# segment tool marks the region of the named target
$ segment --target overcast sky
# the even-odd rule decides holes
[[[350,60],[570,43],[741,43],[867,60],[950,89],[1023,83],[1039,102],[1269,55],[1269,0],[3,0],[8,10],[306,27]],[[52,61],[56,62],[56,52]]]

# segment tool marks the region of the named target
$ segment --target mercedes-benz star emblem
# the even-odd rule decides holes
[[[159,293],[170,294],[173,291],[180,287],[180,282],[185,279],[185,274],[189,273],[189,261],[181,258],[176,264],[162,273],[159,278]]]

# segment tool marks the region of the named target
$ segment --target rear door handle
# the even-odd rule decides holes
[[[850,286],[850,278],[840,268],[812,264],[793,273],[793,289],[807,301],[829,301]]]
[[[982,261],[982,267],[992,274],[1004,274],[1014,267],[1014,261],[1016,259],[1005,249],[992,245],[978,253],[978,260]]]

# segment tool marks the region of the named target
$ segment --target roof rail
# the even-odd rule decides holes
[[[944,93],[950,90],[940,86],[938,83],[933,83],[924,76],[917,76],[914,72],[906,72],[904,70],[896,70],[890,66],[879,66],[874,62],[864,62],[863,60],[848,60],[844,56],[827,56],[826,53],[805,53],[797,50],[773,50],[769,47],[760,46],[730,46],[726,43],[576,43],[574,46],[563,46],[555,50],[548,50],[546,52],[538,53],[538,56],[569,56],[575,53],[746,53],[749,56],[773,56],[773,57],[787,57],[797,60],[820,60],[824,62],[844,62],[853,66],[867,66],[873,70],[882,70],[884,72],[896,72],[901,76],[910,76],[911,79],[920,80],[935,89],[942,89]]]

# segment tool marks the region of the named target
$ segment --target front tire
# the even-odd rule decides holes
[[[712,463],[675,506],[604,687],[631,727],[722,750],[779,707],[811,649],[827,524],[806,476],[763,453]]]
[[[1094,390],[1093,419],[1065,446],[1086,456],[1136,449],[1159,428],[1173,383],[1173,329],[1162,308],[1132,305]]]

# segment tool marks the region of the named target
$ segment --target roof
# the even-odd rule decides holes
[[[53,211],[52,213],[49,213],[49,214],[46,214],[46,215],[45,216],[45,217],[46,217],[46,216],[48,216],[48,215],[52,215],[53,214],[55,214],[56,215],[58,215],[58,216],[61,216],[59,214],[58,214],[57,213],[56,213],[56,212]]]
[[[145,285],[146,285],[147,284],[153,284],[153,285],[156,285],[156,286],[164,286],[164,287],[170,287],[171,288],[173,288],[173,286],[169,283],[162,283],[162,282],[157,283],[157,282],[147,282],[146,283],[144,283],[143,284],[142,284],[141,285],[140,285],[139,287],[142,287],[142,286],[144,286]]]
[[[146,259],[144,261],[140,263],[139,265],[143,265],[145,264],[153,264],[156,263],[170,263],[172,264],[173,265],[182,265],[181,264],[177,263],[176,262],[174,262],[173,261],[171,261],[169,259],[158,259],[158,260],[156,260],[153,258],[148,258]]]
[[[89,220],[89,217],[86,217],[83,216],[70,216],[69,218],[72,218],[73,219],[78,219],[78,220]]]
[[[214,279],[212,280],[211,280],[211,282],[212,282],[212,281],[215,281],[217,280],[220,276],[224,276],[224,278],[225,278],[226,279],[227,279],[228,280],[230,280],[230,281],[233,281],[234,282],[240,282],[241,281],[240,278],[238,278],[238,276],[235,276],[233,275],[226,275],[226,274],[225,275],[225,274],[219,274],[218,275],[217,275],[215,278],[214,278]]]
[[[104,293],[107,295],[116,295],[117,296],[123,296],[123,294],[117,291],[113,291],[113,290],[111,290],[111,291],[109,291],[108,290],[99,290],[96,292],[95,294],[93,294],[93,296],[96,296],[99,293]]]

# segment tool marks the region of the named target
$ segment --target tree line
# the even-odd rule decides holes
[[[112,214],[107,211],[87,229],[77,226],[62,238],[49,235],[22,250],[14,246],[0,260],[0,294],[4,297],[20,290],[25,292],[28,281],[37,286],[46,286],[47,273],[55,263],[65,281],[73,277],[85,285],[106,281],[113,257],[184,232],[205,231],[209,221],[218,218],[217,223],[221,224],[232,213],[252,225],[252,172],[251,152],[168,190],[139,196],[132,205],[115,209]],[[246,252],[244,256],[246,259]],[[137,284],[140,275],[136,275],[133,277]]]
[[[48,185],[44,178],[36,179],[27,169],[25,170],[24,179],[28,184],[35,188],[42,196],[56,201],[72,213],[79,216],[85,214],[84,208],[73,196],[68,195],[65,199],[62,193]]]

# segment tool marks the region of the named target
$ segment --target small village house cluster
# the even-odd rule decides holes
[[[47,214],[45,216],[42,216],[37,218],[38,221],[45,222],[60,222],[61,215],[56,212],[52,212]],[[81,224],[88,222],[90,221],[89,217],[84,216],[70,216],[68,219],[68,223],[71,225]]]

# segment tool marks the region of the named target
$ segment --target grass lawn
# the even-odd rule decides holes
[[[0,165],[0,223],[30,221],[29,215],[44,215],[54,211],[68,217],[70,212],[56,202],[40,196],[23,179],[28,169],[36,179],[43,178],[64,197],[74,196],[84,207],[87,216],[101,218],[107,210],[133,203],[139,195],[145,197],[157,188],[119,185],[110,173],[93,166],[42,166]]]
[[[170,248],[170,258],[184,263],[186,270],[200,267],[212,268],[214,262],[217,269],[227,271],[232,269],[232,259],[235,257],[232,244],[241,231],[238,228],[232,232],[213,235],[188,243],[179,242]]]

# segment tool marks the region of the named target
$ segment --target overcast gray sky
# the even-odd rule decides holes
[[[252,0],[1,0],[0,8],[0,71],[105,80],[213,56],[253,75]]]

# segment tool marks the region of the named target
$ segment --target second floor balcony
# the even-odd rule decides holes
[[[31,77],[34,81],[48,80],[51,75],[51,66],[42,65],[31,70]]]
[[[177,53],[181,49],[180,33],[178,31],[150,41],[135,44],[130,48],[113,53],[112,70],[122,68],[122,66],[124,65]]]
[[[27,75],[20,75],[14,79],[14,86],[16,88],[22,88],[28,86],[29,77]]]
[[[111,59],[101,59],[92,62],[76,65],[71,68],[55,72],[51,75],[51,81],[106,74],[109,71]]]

→ EXERCISE DIRECTIONS: Pick out every line of the entries above that contains the word "roof", and copy each one. Case counts.

→ OUTPUT:
$ segment --target roof rail
$ segment --target roof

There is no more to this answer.